| Written problem a |
According to the quantum objectivity abstract, which framework is best suited to quantify redundancy?

| Passage given |
↓
While the terms "redundancy" and "consensus" are often used as synonyms in the context of quantum objectivity, we show here that these should be understood as two related but distinct notions, that quantify different features of the quantum-to-classical transition. We show that the two main frameworks used to measure quantum objectivity, namely spectrum broadcast structure and quantum Darwinism, are best suited to quantify redundancy and consensus, respectively. Furthermore, by analyzing explicit examples of states with nonlocally encoded information, we highlight the potentially stark difference between the degrees of redundancy and consensus. In particular, this causes a break in the hierarchical relations between spectrum broadcast structure and quantum Darwinism. Our framework provides a new perspective to interpret known and future results in the context of quantum objectivity, paving the way for a deeper understanding of the emergence of classicality from the quantum realm.
↑
| Written problem b |
Write out the rows verbatim, starting at the line containing "Find black sock." and continuing through the last row, with both ends included.

[Detection annotation rows]
↓
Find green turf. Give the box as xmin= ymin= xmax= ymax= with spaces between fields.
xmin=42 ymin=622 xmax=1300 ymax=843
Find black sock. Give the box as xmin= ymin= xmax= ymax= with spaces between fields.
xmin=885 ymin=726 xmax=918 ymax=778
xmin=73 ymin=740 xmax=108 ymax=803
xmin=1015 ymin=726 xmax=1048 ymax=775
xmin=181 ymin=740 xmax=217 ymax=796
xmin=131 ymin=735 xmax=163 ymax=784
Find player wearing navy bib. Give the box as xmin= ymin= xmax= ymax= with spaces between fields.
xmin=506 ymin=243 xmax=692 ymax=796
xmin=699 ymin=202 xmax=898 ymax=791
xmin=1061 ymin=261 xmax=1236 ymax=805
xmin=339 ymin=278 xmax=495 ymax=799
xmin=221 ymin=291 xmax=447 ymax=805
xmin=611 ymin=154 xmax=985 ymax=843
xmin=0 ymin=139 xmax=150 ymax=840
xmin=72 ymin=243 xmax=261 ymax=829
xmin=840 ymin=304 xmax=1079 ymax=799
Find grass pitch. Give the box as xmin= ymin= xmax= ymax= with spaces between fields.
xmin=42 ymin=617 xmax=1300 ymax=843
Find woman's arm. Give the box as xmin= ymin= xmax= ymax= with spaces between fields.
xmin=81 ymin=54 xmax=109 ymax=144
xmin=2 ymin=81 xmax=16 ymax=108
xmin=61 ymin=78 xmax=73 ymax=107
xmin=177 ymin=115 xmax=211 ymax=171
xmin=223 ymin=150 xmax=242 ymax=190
↑
| Written reply a |
Spectrum broadcast structure.

| Written reply b |
Find black sock. Give the box as xmin= ymin= xmax= ymax= with spaces between fields.
xmin=885 ymin=726 xmax=918 ymax=778
xmin=73 ymin=740 xmax=108 ymax=803
xmin=1015 ymin=726 xmax=1048 ymax=775
xmin=181 ymin=740 xmax=217 ymax=796
xmin=131 ymin=735 xmax=163 ymax=784
Find player wearing navy bib. Give the box as xmin= ymin= xmax= ymax= with spaces between fields.
xmin=506 ymin=243 xmax=692 ymax=796
xmin=699 ymin=202 xmax=898 ymax=791
xmin=1061 ymin=261 xmax=1236 ymax=805
xmin=339 ymin=278 xmax=495 ymax=799
xmin=221 ymin=291 xmax=447 ymax=805
xmin=611 ymin=154 xmax=985 ymax=843
xmin=0 ymin=139 xmax=150 ymax=840
xmin=72 ymin=243 xmax=261 ymax=829
xmin=840 ymin=304 xmax=1079 ymax=799
Find grass pitch. Give the box as xmin= ymin= xmax= ymax= with spaces between fields.
xmin=42 ymin=617 xmax=1300 ymax=843
Find woman's arm. Give the box as xmin= ymin= xmax= ymax= with spaces between fields.
xmin=81 ymin=54 xmax=109 ymax=144
xmin=2 ymin=81 xmax=16 ymax=108
xmin=61 ymin=78 xmax=73 ymax=107
xmin=177 ymin=115 xmax=211 ymax=171
xmin=223 ymin=150 xmax=242 ymax=190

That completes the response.